» **Records from a dataset**:

BEGIN

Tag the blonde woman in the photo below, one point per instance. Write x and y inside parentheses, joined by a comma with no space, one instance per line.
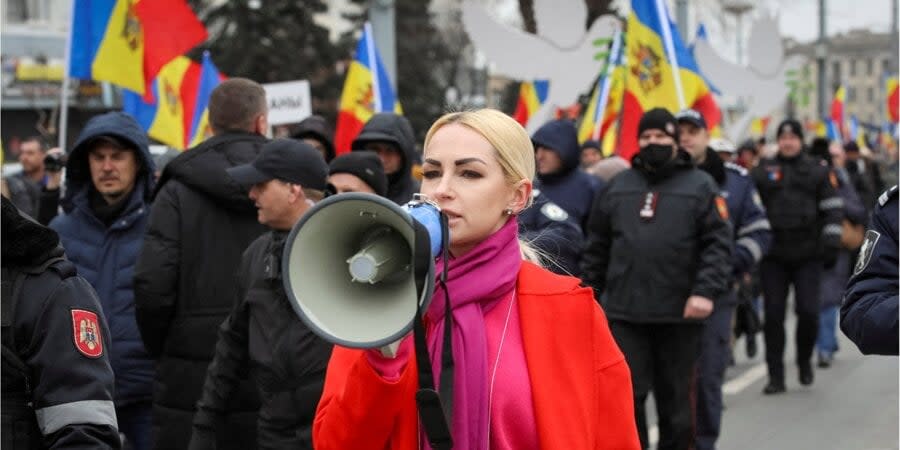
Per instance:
(535,363)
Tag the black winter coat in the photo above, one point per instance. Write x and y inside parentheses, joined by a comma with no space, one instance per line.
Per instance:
(264,335)
(647,267)
(200,223)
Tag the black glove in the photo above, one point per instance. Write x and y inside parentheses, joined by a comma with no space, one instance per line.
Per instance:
(829,257)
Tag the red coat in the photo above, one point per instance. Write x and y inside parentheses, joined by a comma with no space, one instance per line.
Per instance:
(580,381)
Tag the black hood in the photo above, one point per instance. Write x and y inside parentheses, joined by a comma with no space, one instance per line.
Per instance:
(389,127)
(26,242)
(316,127)
(714,166)
(203,168)
(120,126)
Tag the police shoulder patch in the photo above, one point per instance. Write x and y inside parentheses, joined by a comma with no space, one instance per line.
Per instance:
(736,168)
(553,212)
(86,333)
(866,251)
(886,195)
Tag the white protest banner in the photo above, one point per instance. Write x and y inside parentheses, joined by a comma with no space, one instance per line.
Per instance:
(289,102)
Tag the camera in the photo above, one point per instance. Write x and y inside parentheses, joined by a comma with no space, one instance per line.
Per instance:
(54,162)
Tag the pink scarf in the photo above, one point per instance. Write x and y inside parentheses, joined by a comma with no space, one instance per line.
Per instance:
(477,281)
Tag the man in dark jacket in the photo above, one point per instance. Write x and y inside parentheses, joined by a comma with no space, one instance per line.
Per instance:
(263,334)
(315,131)
(391,136)
(57,381)
(25,187)
(751,238)
(835,279)
(869,315)
(805,212)
(659,252)
(108,185)
(200,224)
(558,174)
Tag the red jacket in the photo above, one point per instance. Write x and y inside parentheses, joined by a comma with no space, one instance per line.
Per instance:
(580,381)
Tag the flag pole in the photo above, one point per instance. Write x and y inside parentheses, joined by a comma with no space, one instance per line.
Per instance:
(64,90)
(670,50)
(373,65)
(607,83)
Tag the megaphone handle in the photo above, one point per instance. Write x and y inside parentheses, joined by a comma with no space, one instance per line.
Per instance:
(390,350)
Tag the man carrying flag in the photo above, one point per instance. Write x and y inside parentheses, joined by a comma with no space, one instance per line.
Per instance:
(128,42)
(367,91)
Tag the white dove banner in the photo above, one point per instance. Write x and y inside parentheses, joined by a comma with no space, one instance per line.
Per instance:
(762,83)
(561,53)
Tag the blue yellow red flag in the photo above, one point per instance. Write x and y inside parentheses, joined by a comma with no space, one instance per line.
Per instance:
(654,51)
(367,90)
(128,42)
(165,119)
(532,95)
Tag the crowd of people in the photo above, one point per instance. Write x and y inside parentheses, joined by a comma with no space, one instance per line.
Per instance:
(577,284)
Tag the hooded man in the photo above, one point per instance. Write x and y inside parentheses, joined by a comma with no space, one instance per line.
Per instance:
(558,176)
(659,254)
(106,211)
(392,138)
(201,222)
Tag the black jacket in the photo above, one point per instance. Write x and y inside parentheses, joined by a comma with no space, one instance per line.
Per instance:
(264,335)
(647,267)
(389,127)
(54,327)
(804,208)
(200,223)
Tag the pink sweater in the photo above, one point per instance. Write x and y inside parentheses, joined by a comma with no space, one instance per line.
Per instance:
(513,423)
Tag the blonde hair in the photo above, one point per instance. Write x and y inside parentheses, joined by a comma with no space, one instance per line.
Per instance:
(513,150)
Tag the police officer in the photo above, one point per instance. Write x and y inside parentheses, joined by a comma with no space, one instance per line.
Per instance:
(554,233)
(659,245)
(805,212)
(752,237)
(869,313)
(263,334)
(57,381)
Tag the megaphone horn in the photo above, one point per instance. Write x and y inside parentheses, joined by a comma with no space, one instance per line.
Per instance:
(356,267)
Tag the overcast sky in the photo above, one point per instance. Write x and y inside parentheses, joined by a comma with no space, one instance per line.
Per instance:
(800,19)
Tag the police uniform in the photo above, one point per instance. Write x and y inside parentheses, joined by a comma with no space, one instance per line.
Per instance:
(555,233)
(805,213)
(752,238)
(57,383)
(869,313)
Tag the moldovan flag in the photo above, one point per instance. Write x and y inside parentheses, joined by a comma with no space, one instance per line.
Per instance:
(199,129)
(167,118)
(759,125)
(531,96)
(837,108)
(367,90)
(893,99)
(128,42)
(606,101)
(654,48)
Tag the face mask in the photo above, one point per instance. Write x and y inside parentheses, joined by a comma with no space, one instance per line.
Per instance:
(656,155)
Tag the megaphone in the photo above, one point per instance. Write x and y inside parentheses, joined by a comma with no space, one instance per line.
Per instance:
(357,267)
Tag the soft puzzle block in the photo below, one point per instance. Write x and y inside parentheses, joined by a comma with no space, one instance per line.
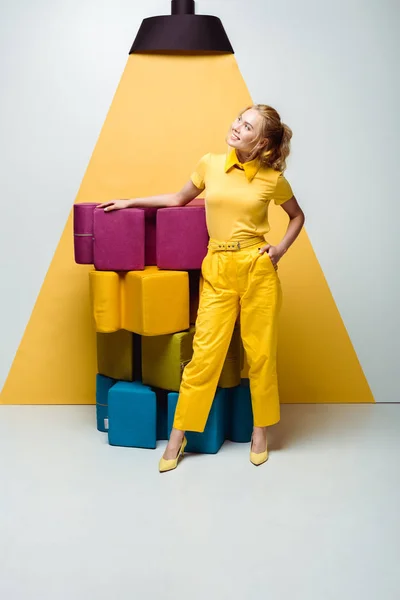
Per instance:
(115,355)
(119,239)
(239,414)
(156,302)
(148,302)
(132,415)
(164,358)
(211,439)
(105,295)
(83,233)
(150,252)
(182,237)
(103,386)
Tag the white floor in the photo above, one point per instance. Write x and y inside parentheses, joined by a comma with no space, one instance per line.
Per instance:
(80,519)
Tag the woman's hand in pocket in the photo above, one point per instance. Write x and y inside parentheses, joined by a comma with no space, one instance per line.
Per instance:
(274,253)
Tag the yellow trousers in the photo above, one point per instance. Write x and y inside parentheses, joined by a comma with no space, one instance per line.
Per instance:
(236,279)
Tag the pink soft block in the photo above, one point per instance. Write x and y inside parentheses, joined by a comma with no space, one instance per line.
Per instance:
(182,237)
(150,254)
(196,202)
(83,233)
(119,239)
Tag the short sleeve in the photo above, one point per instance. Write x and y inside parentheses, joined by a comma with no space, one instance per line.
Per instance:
(283,191)
(199,174)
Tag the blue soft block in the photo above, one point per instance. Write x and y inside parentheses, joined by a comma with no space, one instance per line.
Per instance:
(239,414)
(211,439)
(132,415)
(103,385)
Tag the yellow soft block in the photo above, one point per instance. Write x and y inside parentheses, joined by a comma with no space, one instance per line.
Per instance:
(156,302)
(105,295)
(115,356)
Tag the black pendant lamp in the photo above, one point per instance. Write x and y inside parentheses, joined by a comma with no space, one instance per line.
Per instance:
(182,31)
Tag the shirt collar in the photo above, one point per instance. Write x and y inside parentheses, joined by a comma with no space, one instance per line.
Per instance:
(250,168)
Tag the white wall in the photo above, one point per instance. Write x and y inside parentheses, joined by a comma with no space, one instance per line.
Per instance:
(329,68)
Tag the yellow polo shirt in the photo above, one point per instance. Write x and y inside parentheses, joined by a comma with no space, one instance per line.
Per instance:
(237,195)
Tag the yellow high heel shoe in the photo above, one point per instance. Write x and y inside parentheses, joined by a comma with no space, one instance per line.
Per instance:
(172,463)
(258,458)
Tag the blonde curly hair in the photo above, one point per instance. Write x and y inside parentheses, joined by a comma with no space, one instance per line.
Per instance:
(277,149)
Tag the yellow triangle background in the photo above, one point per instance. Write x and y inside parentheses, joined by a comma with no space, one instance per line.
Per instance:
(169,110)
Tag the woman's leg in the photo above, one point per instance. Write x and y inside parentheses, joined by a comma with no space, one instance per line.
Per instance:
(260,305)
(216,317)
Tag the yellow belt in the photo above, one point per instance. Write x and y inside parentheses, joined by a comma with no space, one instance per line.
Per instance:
(235,245)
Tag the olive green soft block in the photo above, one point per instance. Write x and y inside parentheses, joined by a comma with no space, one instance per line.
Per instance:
(165,356)
(115,355)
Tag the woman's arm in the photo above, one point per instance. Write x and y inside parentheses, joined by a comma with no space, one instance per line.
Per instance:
(185,195)
(297,218)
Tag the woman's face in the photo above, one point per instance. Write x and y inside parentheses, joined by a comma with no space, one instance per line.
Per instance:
(244,130)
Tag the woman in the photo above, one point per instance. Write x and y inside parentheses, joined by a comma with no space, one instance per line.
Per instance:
(239,271)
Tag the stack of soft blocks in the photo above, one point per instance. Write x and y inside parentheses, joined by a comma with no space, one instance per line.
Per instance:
(145,290)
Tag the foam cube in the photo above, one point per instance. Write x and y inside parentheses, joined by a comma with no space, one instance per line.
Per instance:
(182,237)
(118,239)
(211,439)
(239,414)
(156,302)
(83,232)
(164,358)
(115,355)
(132,415)
(103,386)
(150,220)
(105,295)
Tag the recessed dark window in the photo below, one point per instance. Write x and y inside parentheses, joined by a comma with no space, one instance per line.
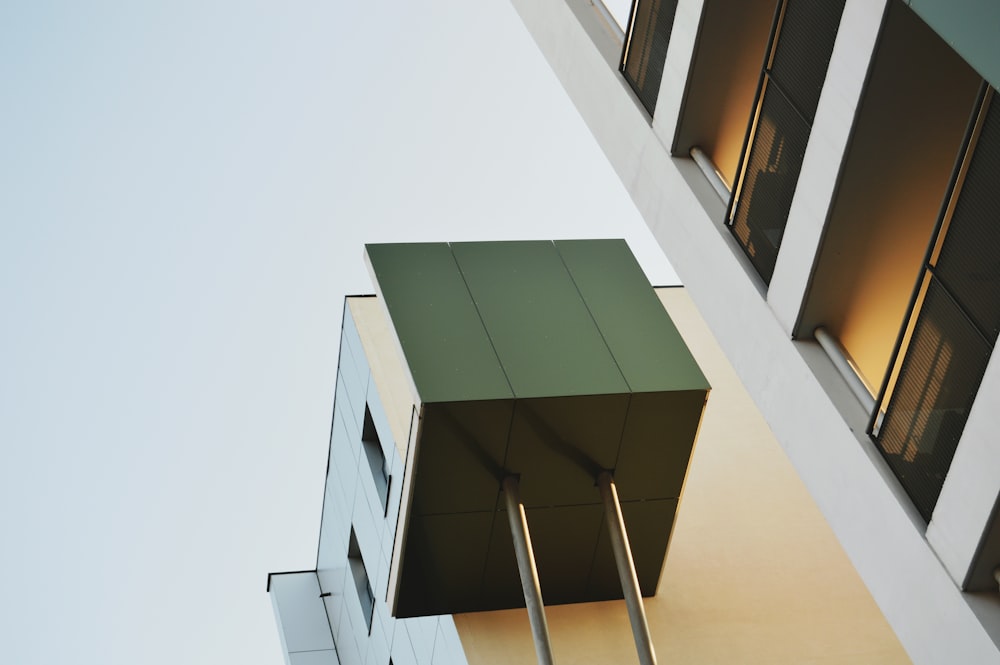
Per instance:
(360,575)
(376,458)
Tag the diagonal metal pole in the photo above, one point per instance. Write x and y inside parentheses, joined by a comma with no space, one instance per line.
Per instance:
(626,569)
(526,566)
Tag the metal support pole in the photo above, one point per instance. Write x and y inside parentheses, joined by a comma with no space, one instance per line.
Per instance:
(526,566)
(626,569)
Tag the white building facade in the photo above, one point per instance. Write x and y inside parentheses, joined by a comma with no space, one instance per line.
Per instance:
(825,178)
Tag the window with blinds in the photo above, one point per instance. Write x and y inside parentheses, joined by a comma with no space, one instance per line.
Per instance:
(952,326)
(645,50)
(791,79)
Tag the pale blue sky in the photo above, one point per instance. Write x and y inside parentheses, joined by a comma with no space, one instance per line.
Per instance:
(185,188)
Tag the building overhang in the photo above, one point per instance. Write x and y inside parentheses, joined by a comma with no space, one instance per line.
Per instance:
(551,361)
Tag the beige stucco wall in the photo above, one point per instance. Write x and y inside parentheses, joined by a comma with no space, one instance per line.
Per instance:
(753,573)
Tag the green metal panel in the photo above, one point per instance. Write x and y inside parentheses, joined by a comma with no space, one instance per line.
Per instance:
(547,360)
(446,347)
(644,341)
(543,334)
(970,27)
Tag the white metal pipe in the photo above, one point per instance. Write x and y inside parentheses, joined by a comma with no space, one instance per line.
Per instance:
(712,173)
(526,567)
(847,370)
(626,569)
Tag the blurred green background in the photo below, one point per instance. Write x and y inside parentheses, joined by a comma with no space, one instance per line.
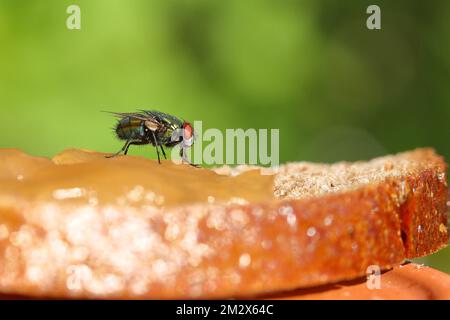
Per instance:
(336,90)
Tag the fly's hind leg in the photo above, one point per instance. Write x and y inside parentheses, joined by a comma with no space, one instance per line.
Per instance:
(124,149)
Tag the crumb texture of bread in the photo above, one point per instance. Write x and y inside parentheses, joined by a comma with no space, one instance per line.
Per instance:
(84,226)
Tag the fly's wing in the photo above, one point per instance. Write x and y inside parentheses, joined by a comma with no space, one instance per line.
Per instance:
(132,115)
(167,120)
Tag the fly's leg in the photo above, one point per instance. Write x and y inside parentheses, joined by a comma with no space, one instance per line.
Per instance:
(164,153)
(135,143)
(124,149)
(156,145)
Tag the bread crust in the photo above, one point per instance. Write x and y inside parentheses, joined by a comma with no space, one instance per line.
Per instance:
(217,250)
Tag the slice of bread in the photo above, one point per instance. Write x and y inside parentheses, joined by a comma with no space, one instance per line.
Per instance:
(84,226)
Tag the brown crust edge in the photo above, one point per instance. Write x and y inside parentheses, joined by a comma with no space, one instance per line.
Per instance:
(366,229)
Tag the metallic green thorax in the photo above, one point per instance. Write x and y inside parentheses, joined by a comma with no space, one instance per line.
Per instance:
(132,126)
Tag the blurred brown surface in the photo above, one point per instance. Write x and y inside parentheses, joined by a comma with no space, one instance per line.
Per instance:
(406,282)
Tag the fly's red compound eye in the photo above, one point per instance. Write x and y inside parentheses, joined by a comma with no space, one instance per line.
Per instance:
(187,131)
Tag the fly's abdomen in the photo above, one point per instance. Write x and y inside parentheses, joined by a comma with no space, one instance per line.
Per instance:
(129,128)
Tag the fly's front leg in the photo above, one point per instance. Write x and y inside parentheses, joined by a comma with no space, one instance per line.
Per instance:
(156,145)
(124,149)
(164,153)
(184,158)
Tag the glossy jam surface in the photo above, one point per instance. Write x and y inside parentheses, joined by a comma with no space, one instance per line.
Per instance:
(76,175)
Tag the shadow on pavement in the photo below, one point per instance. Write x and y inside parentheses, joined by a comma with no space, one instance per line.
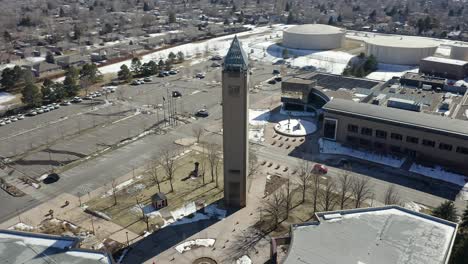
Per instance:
(170,236)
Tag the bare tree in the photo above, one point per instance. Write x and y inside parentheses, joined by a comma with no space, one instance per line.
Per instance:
(198,132)
(202,168)
(114,191)
(253,163)
(305,177)
(315,183)
(168,164)
(144,217)
(361,190)
(328,197)
(287,197)
(273,208)
(345,187)
(213,160)
(392,196)
(154,173)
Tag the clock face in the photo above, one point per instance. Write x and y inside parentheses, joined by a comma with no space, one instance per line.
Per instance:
(234,90)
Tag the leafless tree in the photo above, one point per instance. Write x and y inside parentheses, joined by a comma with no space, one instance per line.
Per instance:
(392,196)
(305,176)
(315,183)
(202,168)
(273,208)
(168,164)
(144,217)
(198,132)
(114,191)
(327,196)
(253,163)
(213,160)
(154,173)
(344,187)
(287,197)
(361,190)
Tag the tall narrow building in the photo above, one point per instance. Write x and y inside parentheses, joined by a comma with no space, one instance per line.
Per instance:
(235,125)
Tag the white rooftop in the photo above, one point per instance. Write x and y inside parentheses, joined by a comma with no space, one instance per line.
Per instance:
(318,29)
(384,235)
(402,41)
(445,60)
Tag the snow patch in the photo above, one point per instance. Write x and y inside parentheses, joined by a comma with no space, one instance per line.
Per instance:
(244,260)
(331,147)
(188,245)
(439,173)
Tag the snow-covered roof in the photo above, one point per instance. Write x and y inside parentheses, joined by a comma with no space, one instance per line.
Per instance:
(445,60)
(389,234)
(402,41)
(311,29)
(23,247)
(236,59)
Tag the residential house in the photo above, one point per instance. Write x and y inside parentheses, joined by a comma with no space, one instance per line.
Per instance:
(72,60)
(44,68)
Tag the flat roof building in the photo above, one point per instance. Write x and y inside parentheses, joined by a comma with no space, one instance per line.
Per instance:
(421,136)
(23,247)
(383,235)
(443,67)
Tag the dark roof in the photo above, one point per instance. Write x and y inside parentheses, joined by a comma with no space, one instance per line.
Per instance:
(236,59)
(159,196)
(383,235)
(431,123)
(23,247)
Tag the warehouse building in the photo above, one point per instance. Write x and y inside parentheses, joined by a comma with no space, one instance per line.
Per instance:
(445,68)
(311,91)
(23,247)
(400,50)
(421,136)
(384,235)
(313,37)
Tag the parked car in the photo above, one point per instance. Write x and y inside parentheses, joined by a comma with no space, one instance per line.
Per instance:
(51,178)
(216,57)
(202,113)
(320,168)
(77,99)
(176,94)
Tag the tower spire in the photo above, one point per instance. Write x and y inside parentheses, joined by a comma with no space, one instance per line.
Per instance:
(236,59)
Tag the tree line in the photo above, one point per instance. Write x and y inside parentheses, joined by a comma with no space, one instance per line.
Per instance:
(138,69)
(49,91)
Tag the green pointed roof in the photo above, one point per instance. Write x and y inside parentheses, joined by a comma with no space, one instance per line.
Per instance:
(236,59)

END

» **Required work**:
From the entries above, collect every line with the string "soft" in it.

» **Solution below**:
Tag the soft puzzle block in the photo below, one point per instance. Write x and y inside parentheses, joined by a comma with no space, one instance per line.
Tag the pink soft block in the photo above, one point per instance. Write x and y inside parentheses, joined by a comma with no space, one instance per line.
Tag the blue soft block in the photo above, one point per instance. Write x and y inside parentheses, joined by a comma with no space, one instance per line.
Tag the yellow soft block in the photo above, one point per instance. Write x and y inside parentheses, joined by a comma with no space, one instance per line.
Tag the olive green soft block in the photo above, one point per instance. Write x and y inside parentheses, joined by a comma with no space, one instance per line.
Tag the stack of soft blocks in the photo above, one point per instance. Write x and y inside parentheses, joined by a comma with no space, one instance per line.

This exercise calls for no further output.